### WRITTEN PROBLEM 1
In the parrot pictures thread, what explanation has SamHogan been given for the black now covering Mark's body?

# As promised, pictures of my parrots :)



## SamHogan (Apr 3, 2010)

Mark (Yellow) Mindy (pink) haha. 





































Hope you like my set up also.


----------



## Guest (Apr 19, 2010)

love the setup but not a fan of the parrot cichlid.


----------



## SamHogan (Apr 3, 2010)

Thanks for the comment regarding the set up, i understand what your saying about parrot fish, but personally, i think there cute and i really like them.


----------



## emc7 (Jul 23, 2005)

The tank is nice, but the fish are dyed. I really hope they don't get health problems from that.


----------



## SamHogan (Apr 3, 2010)

Well the yellow cichlid, mark has got loads of black all over his body now, his bottom lip is totally black etc, ive been told that is probably just his colour coming back through if he has infact been dyed. But im unsure?


----------



## bmlbytes (Aug 1, 2009)

### DATA LISTING
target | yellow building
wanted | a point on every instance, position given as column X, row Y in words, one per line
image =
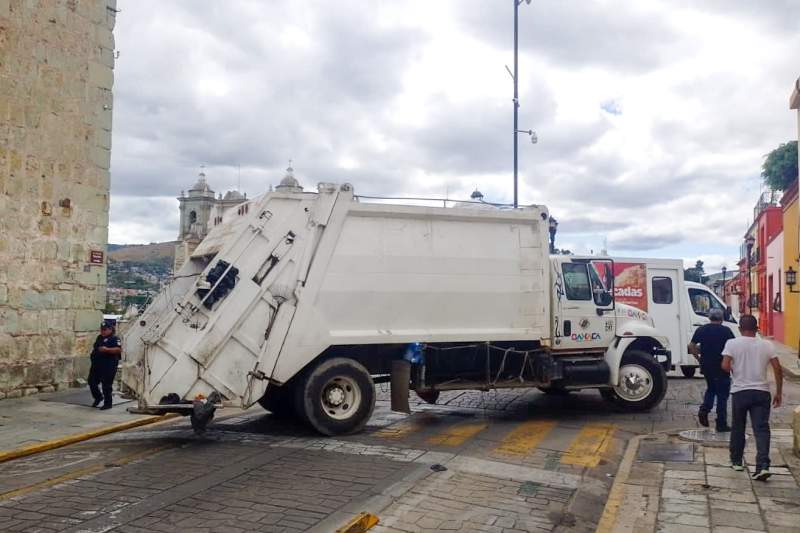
column 791, row 240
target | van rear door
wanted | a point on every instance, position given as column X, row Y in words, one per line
column 663, row 305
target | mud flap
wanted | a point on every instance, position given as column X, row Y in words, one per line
column 401, row 377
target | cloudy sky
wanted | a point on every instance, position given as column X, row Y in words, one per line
column 653, row 117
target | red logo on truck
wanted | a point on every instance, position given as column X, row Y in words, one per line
column 630, row 284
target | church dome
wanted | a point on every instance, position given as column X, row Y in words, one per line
column 289, row 183
column 201, row 186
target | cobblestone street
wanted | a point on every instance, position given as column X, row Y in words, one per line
column 513, row 461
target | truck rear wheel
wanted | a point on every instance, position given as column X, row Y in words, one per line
column 337, row 397
column 642, row 382
column 279, row 401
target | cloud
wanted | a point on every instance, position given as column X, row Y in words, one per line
column 652, row 117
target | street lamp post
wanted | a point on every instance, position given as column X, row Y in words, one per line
column 749, row 241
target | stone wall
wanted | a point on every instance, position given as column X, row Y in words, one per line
column 56, row 75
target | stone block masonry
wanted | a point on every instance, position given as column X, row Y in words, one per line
column 56, row 77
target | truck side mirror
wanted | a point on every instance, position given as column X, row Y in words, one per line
column 729, row 314
column 604, row 299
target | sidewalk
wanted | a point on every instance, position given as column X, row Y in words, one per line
column 45, row 417
column 671, row 485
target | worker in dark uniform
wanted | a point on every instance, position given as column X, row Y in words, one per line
column 711, row 339
column 105, row 357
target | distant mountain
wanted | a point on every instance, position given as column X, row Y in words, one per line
column 155, row 252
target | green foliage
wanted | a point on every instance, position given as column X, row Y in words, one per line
column 780, row 167
column 696, row 273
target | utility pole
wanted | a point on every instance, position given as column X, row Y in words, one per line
column 514, row 76
column 516, row 94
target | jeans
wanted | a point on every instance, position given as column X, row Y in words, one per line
column 756, row 403
column 102, row 373
column 718, row 387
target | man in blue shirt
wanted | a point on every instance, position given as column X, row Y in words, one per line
column 105, row 357
column 711, row 339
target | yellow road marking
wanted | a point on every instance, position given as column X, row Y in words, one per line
column 615, row 498
column 80, row 472
column 80, row 437
column 525, row 437
column 360, row 523
column 457, row 434
column 589, row 446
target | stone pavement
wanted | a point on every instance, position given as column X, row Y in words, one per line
column 684, row 487
column 43, row 417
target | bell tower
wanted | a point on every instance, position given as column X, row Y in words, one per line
column 196, row 209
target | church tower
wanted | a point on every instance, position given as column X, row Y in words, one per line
column 196, row 210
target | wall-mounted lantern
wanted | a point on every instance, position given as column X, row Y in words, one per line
column 791, row 279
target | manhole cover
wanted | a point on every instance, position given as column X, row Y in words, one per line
column 707, row 437
column 666, row 452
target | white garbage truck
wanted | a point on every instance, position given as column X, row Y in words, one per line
column 302, row 301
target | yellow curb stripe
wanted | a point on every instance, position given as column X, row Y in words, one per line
column 457, row 435
column 525, row 437
column 607, row 523
column 79, row 437
column 589, row 445
column 81, row 472
column 359, row 523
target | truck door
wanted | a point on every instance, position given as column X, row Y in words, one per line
column 580, row 294
column 663, row 305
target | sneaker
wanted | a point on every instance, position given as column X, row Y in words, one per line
column 762, row 475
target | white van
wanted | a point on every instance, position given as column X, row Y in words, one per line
column 677, row 307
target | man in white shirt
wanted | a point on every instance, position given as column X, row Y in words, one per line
column 747, row 359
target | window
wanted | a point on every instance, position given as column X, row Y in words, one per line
column 702, row 302
column 576, row 281
column 662, row 290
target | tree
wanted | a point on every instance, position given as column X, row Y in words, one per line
column 780, row 167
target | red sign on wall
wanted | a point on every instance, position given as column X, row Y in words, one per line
column 630, row 284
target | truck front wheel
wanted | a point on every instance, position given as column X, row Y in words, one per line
column 642, row 382
column 337, row 397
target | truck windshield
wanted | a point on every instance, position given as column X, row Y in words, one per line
column 703, row 302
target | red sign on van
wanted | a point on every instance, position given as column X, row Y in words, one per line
column 630, row 284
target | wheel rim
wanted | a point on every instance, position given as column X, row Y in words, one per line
column 341, row 397
column 635, row 383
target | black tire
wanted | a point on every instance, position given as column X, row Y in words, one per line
column 337, row 397
column 643, row 371
column 429, row 396
column 279, row 401
column 555, row 391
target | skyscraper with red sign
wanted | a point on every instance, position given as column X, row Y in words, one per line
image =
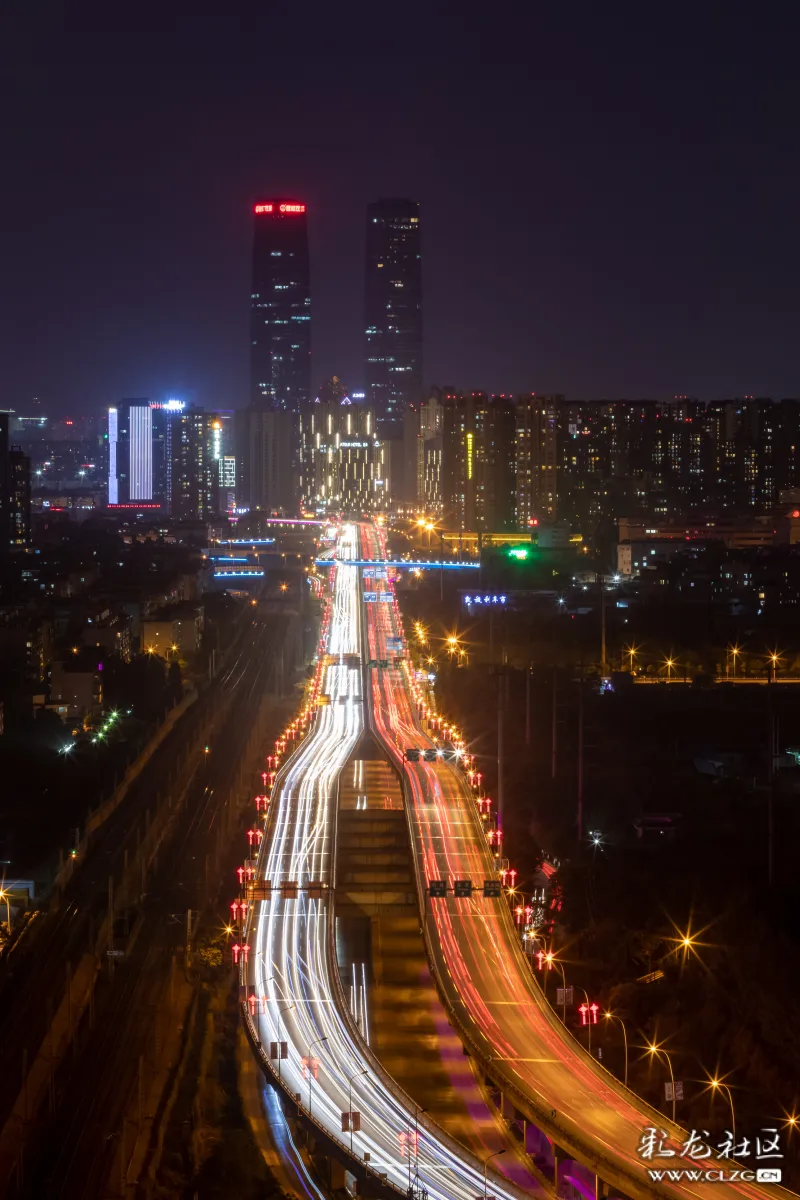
column 280, row 307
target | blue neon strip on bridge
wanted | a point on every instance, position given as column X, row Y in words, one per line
column 398, row 563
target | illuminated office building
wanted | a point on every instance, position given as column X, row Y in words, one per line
column 477, row 462
column 130, row 451
column 280, row 307
column 536, row 459
column 392, row 311
column 343, row 463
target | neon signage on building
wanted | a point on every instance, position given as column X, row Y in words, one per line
column 280, row 208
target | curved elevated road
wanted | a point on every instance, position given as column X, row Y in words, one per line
column 481, row 970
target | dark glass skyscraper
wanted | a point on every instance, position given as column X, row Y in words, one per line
column 392, row 311
column 280, row 307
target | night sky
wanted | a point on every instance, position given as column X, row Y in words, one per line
column 609, row 196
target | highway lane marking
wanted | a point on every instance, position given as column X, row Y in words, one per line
column 505, row 1059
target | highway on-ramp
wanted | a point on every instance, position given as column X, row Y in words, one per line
column 292, row 970
column 483, row 977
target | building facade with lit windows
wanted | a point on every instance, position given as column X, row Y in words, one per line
column 268, row 473
column 536, row 459
column 202, row 472
column 477, row 462
column 14, row 490
column 281, row 307
column 343, row 463
column 392, row 311
column 131, row 451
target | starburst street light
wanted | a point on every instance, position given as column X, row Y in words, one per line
column 719, row 1085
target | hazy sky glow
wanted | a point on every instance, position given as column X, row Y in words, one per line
column 608, row 203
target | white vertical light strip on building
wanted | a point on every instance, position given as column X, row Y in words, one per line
column 113, row 481
column 140, row 449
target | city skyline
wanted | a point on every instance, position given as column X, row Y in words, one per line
column 617, row 223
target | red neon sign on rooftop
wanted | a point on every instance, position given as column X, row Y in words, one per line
column 278, row 208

### WRITTEN PROBLEM 2
Format the listing, from its first line through the line with "column 653, row 117", as a JSON list of strings with one string per line. Skip blank lines and leave out the pictures.

### WRITTEN ANSWER 1
SamHogan has been told that the black is probably Mark's natural color coming back through, if Mark was in fact dyed. SamHogan says he is still unsure.

### WRITTEN ANSWER 2
[
  "target | yellow building",
  "wanted | a point on every instance, position given as column X, row Y in words, one per line",
  "image =",
  "column 791, row 240",
  "target | van rear door",
  "wanted | a point on every instance, position given as column X, row Y in words, one per line",
  "column 663, row 305",
  "target | mud flap",
  "wanted | a point on every instance, position given as column X, row Y in words, one per line",
  "column 401, row 377",
  "target | cloudy sky",
  "wanted | a point on every instance, position given as column X, row Y in words, one per line",
  "column 653, row 117"
]